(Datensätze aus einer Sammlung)

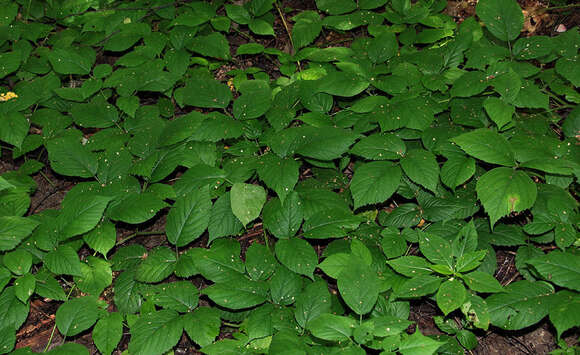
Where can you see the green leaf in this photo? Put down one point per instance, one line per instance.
(102, 238)
(359, 286)
(136, 208)
(202, 325)
(334, 264)
(421, 167)
(108, 332)
(469, 84)
(18, 261)
(279, 174)
(285, 286)
(180, 296)
(11, 62)
(332, 327)
(486, 145)
(312, 302)
(534, 47)
(470, 261)
(77, 315)
(255, 100)
(68, 157)
(338, 7)
(327, 144)
(13, 312)
(505, 190)
(523, 304)
(383, 47)
(342, 84)
(260, 263)
(565, 311)
(333, 223)
(157, 265)
(81, 215)
(13, 229)
(374, 182)
(220, 263)
(410, 265)
(13, 128)
(261, 27)
(96, 276)
(504, 19)
(238, 14)
(69, 348)
(380, 147)
(8, 13)
(155, 332)
(568, 68)
(79, 60)
(247, 201)
(482, 282)
(24, 287)
(97, 114)
(393, 243)
(128, 104)
(419, 286)
(203, 91)
(457, 170)
(48, 287)
(213, 45)
(418, 344)
(436, 249)
(249, 49)
(283, 219)
(451, 295)
(467, 339)
(297, 255)
(63, 260)
(7, 338)
(500, 112)
(561, 268)
(222, 221)
(307, 27)
(188, 218)
(238, 293)
(127, 292)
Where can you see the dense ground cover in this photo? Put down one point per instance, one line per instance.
(328, 177)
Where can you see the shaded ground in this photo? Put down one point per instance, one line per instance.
(39, 329)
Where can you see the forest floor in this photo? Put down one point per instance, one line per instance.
(538, 339)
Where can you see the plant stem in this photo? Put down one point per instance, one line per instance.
(47, 179)
(54, 327)
(569, 6)
(227, 324)
(136, 234)
(285, 26)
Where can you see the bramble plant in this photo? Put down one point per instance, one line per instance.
(376, 173)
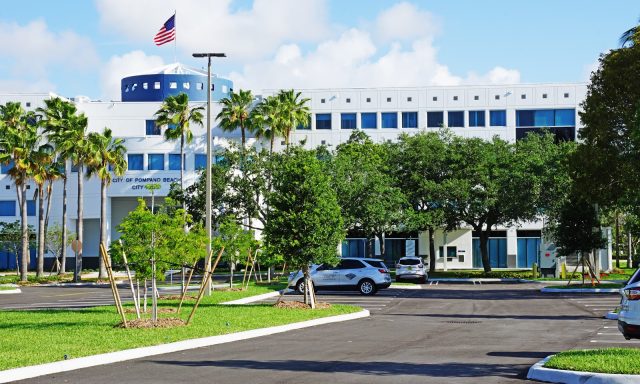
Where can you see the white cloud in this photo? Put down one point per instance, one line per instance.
(33, 48)
(213, 26)
(123, 66)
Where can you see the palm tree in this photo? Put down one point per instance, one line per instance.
(41, 172)
(631, 36)
(106, 155)
(235, 113)
(18, 142)
(56, 123)
(177, 116)
(293, 112)
(266, 120)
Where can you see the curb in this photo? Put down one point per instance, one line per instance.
(136, 353)
(580, 290)
(539, 372)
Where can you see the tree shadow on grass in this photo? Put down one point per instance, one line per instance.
(373, 368)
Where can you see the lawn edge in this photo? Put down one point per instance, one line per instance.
(136, 353)
(540, 373)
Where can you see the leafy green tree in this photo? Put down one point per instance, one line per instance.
(236, 113)
(370, 202)
(421, 164)
(177, 116)
(11, 239)
(305, 225)
(58, 119)
(19, 142)
(106, 157)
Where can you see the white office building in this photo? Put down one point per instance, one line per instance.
(383, 113)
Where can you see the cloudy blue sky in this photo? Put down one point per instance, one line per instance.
(85, 47)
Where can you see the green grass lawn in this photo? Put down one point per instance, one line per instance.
(609, 360)
(587, 285)
(35, 337)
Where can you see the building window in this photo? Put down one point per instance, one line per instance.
(348, 120)
(200, 161)
(155, 162)
(152, 128)
(368, 120)
(476, 119)
(7, 207)
(5, 168)
(31, 208)
(389, 120)
(498, 118)
(409, 119)
(175, 163)
(323, 121)
(435, 119)
(135, 162)
(456, 119)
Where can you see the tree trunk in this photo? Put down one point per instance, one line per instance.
(103, 226)
(432, 250)
(79, 223)
(24, 262)
(40, 263)
(63, 252)
(484, 250)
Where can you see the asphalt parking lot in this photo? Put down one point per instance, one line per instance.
(445, 333)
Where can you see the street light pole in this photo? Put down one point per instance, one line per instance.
(208, 168)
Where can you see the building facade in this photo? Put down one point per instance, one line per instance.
(383, 113)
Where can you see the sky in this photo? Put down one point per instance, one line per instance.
(85, 47)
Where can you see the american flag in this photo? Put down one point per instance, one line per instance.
(167, 33)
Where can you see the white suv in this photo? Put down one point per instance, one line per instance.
(364, 275)
(629, 315)
(411, 268)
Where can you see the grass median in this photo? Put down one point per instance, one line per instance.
(36, 337)
(607, 360)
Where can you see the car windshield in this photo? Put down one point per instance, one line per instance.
(409, 261)
(376, 264)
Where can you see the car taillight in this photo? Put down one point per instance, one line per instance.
(632, 294)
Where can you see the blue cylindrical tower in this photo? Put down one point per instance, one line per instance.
(172, 80)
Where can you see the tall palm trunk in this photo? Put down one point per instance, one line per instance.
(40, 264)
(79, 223)
(24, 261)
(63, 253)
(103, 225)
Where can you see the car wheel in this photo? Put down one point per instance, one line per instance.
(367, 287)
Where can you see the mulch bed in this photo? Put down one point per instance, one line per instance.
(169, 322)
(301, 305)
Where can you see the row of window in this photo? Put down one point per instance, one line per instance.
(455, 98)
(9, 208)
(156, 161)
(369, 120)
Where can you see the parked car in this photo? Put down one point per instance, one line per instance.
(629, 315)
(364, 275)
(411, 268)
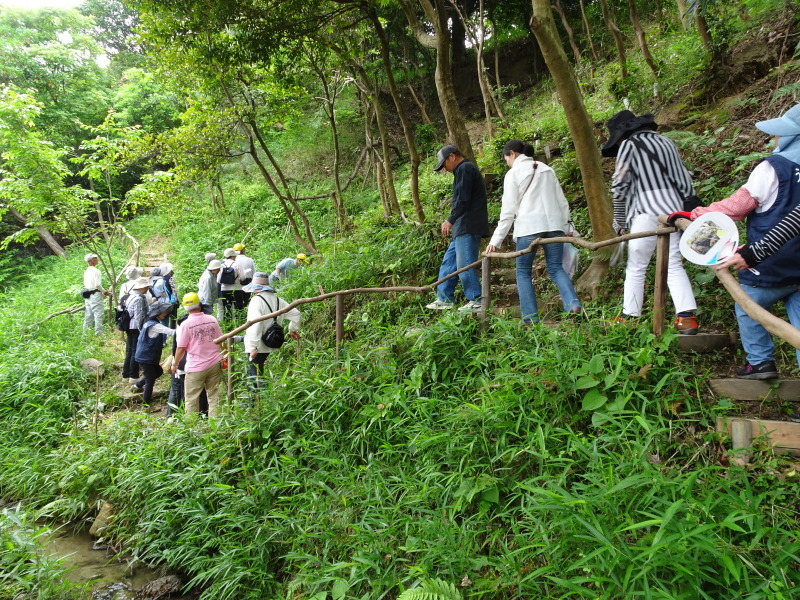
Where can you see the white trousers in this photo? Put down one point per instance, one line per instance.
(639, 253)
(93, 313)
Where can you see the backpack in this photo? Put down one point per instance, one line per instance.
(273, 336)
(227, 275)
(121, 315)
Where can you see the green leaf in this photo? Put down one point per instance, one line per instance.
(593, 400)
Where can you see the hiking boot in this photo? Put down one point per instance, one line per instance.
(439, 305)
(471, 306)
(765, 370)
(686, 325)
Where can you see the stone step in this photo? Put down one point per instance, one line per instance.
(706, 342)
(783, 436)
(748, 390)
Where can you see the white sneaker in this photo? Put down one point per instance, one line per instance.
(439, 305)
(472, 305)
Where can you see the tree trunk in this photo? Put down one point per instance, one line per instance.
(570, 35)
(588, 32)
(682, 14)
(401, 112)
(44, 233)
(620, 43)
(582, 133)
(440, 41)
(640, 36)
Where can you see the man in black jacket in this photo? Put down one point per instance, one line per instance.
(467, 223)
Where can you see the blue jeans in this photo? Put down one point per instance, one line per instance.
(757, 342)
(463, 250)
(553, 254)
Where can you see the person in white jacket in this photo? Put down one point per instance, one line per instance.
(535, 204)
(264, 301)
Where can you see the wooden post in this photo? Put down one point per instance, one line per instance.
(660, 295)
(339, 322)
(742, 435)
(485, 286)
(229, 349)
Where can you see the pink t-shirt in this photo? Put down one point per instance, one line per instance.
(197, 335)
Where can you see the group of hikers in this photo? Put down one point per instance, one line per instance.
(650, 179)
(147, 315)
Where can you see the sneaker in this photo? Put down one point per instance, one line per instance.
(687, 325)
(439, 305)
(765, 370)
(470, 306)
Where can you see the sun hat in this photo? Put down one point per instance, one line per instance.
(141, 283)
(260, 283)
(625, 122)
(787, 125)
(442, 155)
(157, 308)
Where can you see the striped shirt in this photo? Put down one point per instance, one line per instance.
(649, 178)
(785, 230)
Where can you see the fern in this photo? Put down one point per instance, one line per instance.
(432, 589)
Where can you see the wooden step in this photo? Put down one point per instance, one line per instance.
(783, 436)
(706, 342)
(748, 390)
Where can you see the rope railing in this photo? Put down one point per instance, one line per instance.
(771, 323)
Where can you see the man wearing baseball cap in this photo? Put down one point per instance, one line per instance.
(770, 195)
(467, 223)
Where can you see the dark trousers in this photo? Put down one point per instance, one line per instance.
(150, 373)
(130, 368)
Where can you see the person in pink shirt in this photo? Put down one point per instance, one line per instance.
(203, 369)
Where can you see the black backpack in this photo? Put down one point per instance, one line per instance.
(273, 336)
(121, 315)
(227, 275)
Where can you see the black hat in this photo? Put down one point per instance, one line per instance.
(625, 122)
(442, 155)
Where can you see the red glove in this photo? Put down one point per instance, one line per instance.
(678, 215)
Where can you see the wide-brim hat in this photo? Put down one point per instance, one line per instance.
(442, 155)
(260, 283)
(787, 125)
(625, 122)
(158, 308)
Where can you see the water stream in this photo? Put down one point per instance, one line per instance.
(108, 578)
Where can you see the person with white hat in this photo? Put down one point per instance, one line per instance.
(93, 293)
(229, 279)
(771, 194)
(208, 288)
(263, 302)
(137, 306)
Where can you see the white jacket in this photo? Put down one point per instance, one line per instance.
(543, 207)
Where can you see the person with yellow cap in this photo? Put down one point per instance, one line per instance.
(203, 363)
(283, 268)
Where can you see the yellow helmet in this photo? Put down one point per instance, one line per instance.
(190, 301)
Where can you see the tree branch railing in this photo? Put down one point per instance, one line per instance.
(770, 322)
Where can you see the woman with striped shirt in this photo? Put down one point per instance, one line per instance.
(650, 179)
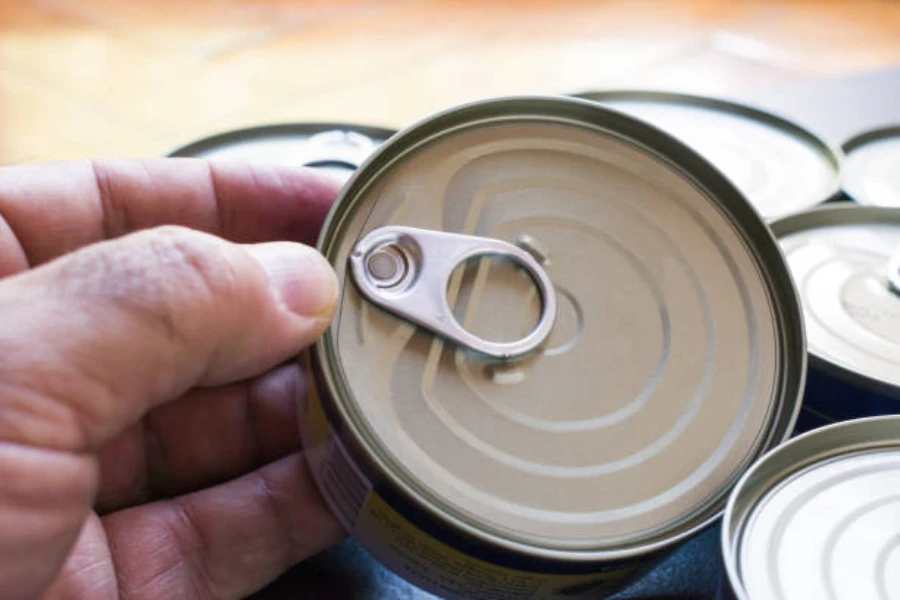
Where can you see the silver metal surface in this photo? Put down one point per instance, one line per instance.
(893, 272)
(819, 517)
(844, 260)
(872, 168)
(781, 167)
(677, 356)
(407, 272)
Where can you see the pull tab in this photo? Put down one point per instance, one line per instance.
(406, 271)
(894, 273)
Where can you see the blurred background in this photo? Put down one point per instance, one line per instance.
(104, 78)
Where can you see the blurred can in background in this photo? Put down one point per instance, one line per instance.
(872, 172)
(335, 148)
(819, 517)
(780, 166)
(845, 260)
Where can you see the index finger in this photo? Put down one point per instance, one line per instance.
(47, 210)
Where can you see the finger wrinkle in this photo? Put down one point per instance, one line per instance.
(278, 517)
(221, 216)
(13, 256)
(190, 535)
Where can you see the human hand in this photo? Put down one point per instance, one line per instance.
(148, 397)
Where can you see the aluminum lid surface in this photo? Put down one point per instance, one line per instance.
(781, 167)
(820, 517)
(676, 355)
(844, 260)
(872, 168)
(336, 148)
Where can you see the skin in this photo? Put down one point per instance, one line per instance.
(150, 317)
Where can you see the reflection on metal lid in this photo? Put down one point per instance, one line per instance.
(672, 354)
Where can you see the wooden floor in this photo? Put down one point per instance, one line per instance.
(87, 78)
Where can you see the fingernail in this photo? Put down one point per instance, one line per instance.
(301, 277)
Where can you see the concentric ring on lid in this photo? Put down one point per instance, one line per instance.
(841, 258)
(820, 517)
(676, 359)
(781, 167)
(872, 167)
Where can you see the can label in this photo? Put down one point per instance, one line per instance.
(417, 556)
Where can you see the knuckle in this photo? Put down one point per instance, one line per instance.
(195, 261)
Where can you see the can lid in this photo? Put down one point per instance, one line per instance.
(820, 517)
(845, 260)
(872, 168)
(337, 148)
(781, 167)
(676, 355)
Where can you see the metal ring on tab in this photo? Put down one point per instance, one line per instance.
(406, 271)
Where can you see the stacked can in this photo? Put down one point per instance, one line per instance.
(335, 148)
(781, 167)
(562, 338)
(872, 173)
(845, 260)
(818, 518)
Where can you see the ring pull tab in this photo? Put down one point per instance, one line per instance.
(894, 272)
(406, 271)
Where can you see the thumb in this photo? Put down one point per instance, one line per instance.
(91, 341)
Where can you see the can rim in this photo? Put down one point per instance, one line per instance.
(870, 135)
(845, 213)
(834, 154)
(693, 167)
(862, 139)
(215, 140)
(762, 477)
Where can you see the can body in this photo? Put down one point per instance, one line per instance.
(829, 399)
(423, 552)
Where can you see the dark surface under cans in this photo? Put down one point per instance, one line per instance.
(829, 399)
(836, 109)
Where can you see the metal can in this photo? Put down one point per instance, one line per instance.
(818, 517)
(336, 148)
(562, 337)
(845, 260)
(872, 169)
(780, 166)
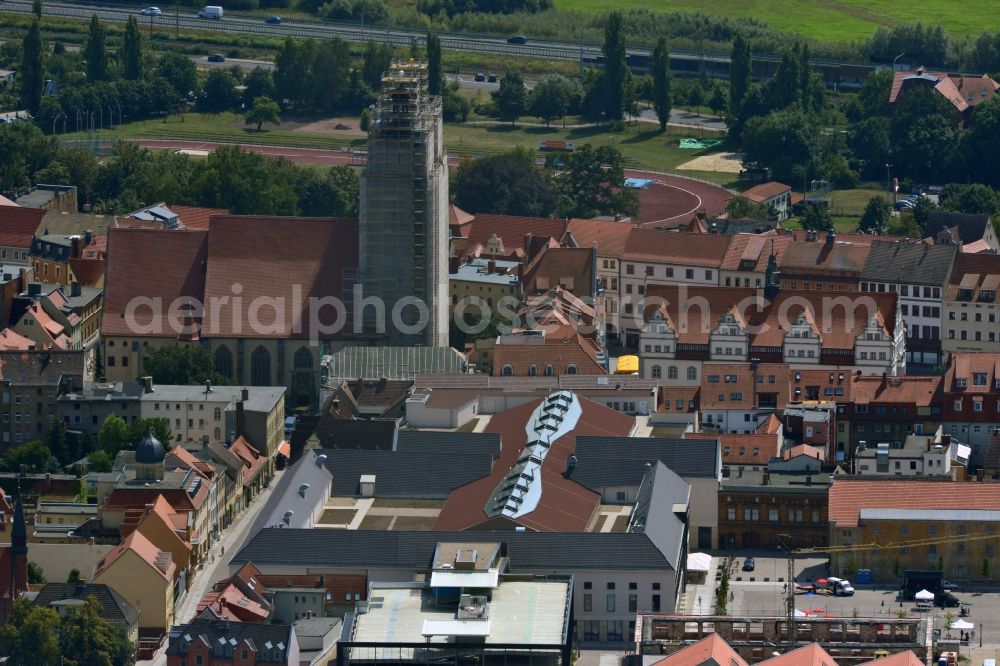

### Schriftlicher Auftrag
Gib den Abschnitt der Auflistung von der Zeile mit „Where can you see the dark surface“ bis einschließlich zu ihrem Ende als zweispaltige CSV mit den Spalten „prompt“ und „ziel“ aus. Dabei steht pro Zeile ein Text mit seiner Antwort, jeweils in einem eigenen Feld in Anführungszeichen, Zeilenumbrüche werden durch Leerzeichen ersetzt und Bilder bleiben weg.

### Ergebnis
prompt,ziel
"Where can you see the dark surface under cans in this photo? Put down one point per instance, one line per instance.","(829, 399) (836, 109)"
"Where can you see the metal can in this photo? Put down one point per instance, one line per instance.","(818, 517) (336, 148) (562, 337) (845, 260) (872, 169) (780, 166)"